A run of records
^^^^^^^^^^^^^^^^

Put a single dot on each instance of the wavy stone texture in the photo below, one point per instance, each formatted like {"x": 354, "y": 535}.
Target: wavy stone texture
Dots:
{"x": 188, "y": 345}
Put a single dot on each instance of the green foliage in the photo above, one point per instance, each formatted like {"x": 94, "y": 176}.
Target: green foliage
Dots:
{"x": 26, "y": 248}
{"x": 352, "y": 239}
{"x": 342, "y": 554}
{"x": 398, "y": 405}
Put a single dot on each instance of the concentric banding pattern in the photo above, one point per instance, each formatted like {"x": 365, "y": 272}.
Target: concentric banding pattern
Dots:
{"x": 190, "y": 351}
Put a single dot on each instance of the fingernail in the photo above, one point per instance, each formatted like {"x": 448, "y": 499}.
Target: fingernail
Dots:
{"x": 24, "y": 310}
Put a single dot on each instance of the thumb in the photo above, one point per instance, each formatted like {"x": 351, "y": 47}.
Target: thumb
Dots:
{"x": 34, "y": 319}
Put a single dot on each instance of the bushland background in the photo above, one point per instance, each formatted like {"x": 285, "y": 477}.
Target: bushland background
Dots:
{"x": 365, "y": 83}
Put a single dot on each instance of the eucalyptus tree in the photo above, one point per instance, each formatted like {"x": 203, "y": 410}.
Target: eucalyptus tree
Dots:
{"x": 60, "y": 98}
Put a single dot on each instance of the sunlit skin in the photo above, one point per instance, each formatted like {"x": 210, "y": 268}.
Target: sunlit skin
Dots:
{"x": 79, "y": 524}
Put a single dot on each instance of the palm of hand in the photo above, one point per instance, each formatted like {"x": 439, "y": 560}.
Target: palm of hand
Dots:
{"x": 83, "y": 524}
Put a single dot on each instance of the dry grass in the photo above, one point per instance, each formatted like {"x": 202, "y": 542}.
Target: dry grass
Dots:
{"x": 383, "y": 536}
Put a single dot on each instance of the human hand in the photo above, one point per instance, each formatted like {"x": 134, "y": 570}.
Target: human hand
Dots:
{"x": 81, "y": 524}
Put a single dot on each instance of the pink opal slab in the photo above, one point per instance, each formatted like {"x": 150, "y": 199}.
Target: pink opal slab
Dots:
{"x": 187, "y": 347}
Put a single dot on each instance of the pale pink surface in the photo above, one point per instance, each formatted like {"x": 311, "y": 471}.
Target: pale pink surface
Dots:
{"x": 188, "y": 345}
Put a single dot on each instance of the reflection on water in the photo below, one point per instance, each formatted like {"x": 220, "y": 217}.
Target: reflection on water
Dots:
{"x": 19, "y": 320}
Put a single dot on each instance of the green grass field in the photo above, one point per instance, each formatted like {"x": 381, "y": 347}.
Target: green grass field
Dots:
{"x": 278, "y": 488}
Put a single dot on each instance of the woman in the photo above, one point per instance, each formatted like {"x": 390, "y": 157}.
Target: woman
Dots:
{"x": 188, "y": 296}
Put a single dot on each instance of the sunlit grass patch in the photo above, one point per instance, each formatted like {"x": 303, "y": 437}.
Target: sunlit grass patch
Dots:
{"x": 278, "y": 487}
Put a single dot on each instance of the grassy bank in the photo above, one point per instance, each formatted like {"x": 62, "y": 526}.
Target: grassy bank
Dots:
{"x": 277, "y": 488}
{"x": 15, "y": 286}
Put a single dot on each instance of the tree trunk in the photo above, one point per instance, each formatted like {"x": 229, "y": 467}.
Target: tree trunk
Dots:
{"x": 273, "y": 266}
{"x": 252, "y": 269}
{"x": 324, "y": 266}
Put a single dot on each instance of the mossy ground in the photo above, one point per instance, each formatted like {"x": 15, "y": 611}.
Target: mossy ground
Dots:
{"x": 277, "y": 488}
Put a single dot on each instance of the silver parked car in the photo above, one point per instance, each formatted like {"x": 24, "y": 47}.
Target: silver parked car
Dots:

^^^^^^^^^^^^^^^^

WRITTEN INSTRUCTION: Would you reproduce all the entries exactly?

SOLUTION FOR THIS PROBLEM:
Put a single dot on each instance of the wavy stone texture in the photo below, one point per instance, each formatted like {"x": 354, "y": 535}.
Target: wavy stone texture
Dots:
{"x": 188, "y": 345}
Put a single dot on each instance of the green foliage in the photo above, one point per instance, each formatted like {"x": 94, "y": 176}.
Target: green foliage
Dots:
{"x": 26, "y": 248}
{"x": 352, "y": 239}
{"x": 342, "y": 554}
{"x": 398, "y": 405}
Put a single dot on each instance of the concentric banding pattern in the photo above, one point per instance, each formatted like {"x": 365, "y": 272}.
Target: concentric banding pattern
Dots:
{"x": 190, "y": 351}
Put a single dot on each instance of the fingernail in the photo above, one point per instance, each formatted like {"x": 448, "y": 499}.
Target: fingernail
Dots:
{"x": 24, "y": 310}
Put a single dot on each instance of the thumb in the photo above, one point per instance, each formatted like {"x": 351, "y": 47}.
Target: thumb
Dots:
{"x": 34, "y": 319}
Put a single dot on each instance of the bushland background in the photo above, one point per instance, each formatted like {"x": 285, "y": 477}.
Target: bushland background
Dots:
{"x": 365, "y": 83}
Put a single dot on each instance of the eucalyptus tree in the photo above, one point per instance, each formatted like {"x": 203, "y": 410}.
Target: eucalyptus tree
Dots:
{"x": 60, "y": 98}
Put a single dot on each instance of the sunlit skin in the photo above, one point per instance, each formatted like {"x": 210, "y": 268}.
Target: sunlit skin
Dots:
{"x": 79, "y": 524}
Put a single dot on each instance of the palm of hand in the photo above, one point per instance, each formatted like {"x": 439, "y": 560}.
Target: palm of hand
Dots:
{"x": 83, "y": 524}
Put a single dot on each instance of the dry grass in the photo above, one point per instance, each formatted like {"x": 202, "y": 542}.
Target: dry grass
Dots:
{"x": 383, "y": 536}
Put a single dot on each instance of the human hand in the photo above, one point per instance, each formatted like {"x": 134, "y": 570}.
Target: human hand
Dots:
{"x": 81, "y": 524}
Put a single dot on each instance of the pink opal slab in the photo above, one point per instance, each formatted like {"x": 150, "y": 199}.
Target: pink opal slab
Dots:
{"x": 187, "y": 347}
Put a single dot on each instance of the pale pink surface in the photo above, one point per instance, each formatted like {"x": 311, "y": 471}.
Target: pale pink surface
Dots:
{"x": 188, "y": 345}
Put a single dot on each instance of the reflection on water in the photo below, one point per instance, each formatted like {"x": 220, "y": 217}.
Target: reflection on water
Dots:
{"x": 19, "y": 320}
Put a single dot on each instance of the green grass field in the photo above, one point per instance, each formatted like {"x": 381, "y": 347}.
Target: green grass field
Dots:
{"x": 278, "y": 488}
Put a single dot on each instance of the woman in the photo above, one point per instance, each formatted like {"x": 390, "y": 157}.
Target: woman
Dots:
{"x": 188, "y": 296}
Put a single dot on each instance of the sunlit grass patch in the photo above, one point per instance, each formatted like {"x": 303, "y": 437}.
Target: sunlit grass patch
Dots:
{"x": 278, "y": 487}
Put a single dot on each instance of the grassy bank in the photo above, one point per instance, each formatted like {"x": 62, "y": 526}.
Target: grassy bank
Dots:
{"x": 277, "y": 488}
{"x": 15, "y": 286}
Put a single dot on each instance of the tree trunk in the photo above, one point per instance, each formatted like {"x": 229, "y": 467}.
Target: tree trunk
Dots:
{"x": 273, "y": 266}
{"x": 252, "y": 269}
{"x": 324, "y": 266}
Put a single dot on each instance of the mossy ground in the photo above, one point per instance, each formatted like {"x": 15, "y": 611}.
Target: mossy ground
Dots:
{"x": 277, "y": 488}
Put a single dot on each instance of the silver parked car in the photo above, one point per instance, each formatted like {"x": 24, "y": 47}.
Target: silver parked car
Dots:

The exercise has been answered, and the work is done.